[DOCUMENT EXTRACT — start]

Economists have taken a fair old beating in recent years, culminating in the unedifying spectacle of a group of them finding themselves unable to find adequate answers to their sovereign's questioning about how they justified their existence in being asleep on watch during the most serious economic crisis in a century. When the Queen raised this question at the LSE in late 2008 she was reassured by the attendant academics that they all thought they were doing the right thing.
I am sure Her Majesty is not alone in wondering what our economists are up to, and perhaps it is timely to ask a wider question about what economists are for. Given the way that academic economists have made themselves irrelevant with their self-referential number-crunching, and the professional economists have put themselves beyond the pale through their economical approach to ethics, it is understandable that the role of an economist might not be an attractive one to today's generation of young people. So I am opening up a new research project to try to pin down what might be the role of an economist in a sustainable society.
This consideration is not about what economists do in our current society; instead I want to operate more like a social anthropologist, taking a step back and considering what an economist might be for in a general sense, rather than in the sense of a capitalist society in the early 21st century. Social anthropologists have the advantage of developing an in-depth knowledge of human societies vastly different from our own. They can thus develop a sense of what is essential about the way humans live together in community, and what is just superficial.

[DOCUMENT EXTRACT — finish]
[MATERIAL PROVIDED — start]

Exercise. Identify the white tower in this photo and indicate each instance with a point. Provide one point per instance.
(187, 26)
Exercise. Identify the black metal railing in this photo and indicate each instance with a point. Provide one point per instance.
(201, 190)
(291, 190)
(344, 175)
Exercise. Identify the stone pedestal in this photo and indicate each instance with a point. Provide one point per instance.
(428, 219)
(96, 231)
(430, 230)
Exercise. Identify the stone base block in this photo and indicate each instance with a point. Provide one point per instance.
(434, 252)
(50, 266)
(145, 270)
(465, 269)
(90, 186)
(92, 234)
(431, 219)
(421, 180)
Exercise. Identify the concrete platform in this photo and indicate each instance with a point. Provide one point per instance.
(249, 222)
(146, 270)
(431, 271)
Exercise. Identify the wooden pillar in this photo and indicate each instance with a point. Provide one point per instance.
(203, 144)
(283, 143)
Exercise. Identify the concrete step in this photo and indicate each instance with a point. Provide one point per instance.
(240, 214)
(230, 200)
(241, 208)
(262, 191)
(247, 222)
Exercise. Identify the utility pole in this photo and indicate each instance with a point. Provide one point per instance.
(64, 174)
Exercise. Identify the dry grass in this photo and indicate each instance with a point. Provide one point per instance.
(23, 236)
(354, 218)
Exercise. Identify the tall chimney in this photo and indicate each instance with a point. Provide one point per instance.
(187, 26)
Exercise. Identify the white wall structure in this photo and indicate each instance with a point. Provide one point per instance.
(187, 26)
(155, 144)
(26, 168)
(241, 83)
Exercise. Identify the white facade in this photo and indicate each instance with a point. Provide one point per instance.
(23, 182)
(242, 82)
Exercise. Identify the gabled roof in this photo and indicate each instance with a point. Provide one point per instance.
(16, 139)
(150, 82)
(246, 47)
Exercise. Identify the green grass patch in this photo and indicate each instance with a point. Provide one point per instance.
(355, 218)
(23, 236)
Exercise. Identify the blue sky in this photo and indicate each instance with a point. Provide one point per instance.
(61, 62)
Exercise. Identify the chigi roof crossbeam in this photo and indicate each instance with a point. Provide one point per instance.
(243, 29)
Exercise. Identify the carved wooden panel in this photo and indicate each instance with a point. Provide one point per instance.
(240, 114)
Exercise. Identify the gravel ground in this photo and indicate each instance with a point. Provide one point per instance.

[MATERIAL PROVIDED — finish]

PROMPT 1 =
Answer these questions from the essay on economists:
(a) Where and when did the Queen raise her question?
(b) What does the new research project aim to pin down?
(c) What advantage do social anthropologists have, according to the essay?
PROMPT 2 =
Quote everything in the essay on economists from "This consideration is" down to "is just superficial.".
None of the rows is needed here.

EXERCISE RESPONSE 1 =
(a) At the LSE in late 2008.
(b) The role of an economist in a sustainable society.
(c) They develop an in-depth knowledge of human societies vastly different from our own.

EXERCISE RESPONSE 2 =
This consideration is not about what economists do in our current society; instead I want to operate more like a social anthropologist, taking a step back and considering what an economist might be for in a general sense, rather than in the sense of a capitalist society in the early 21st century. Social anthropologists have the advantage of developing an in-depth knowledge of human societies vastly different from our own. They can thus develop a sense of what is essential about the way humans live together in community, and what is just superficial.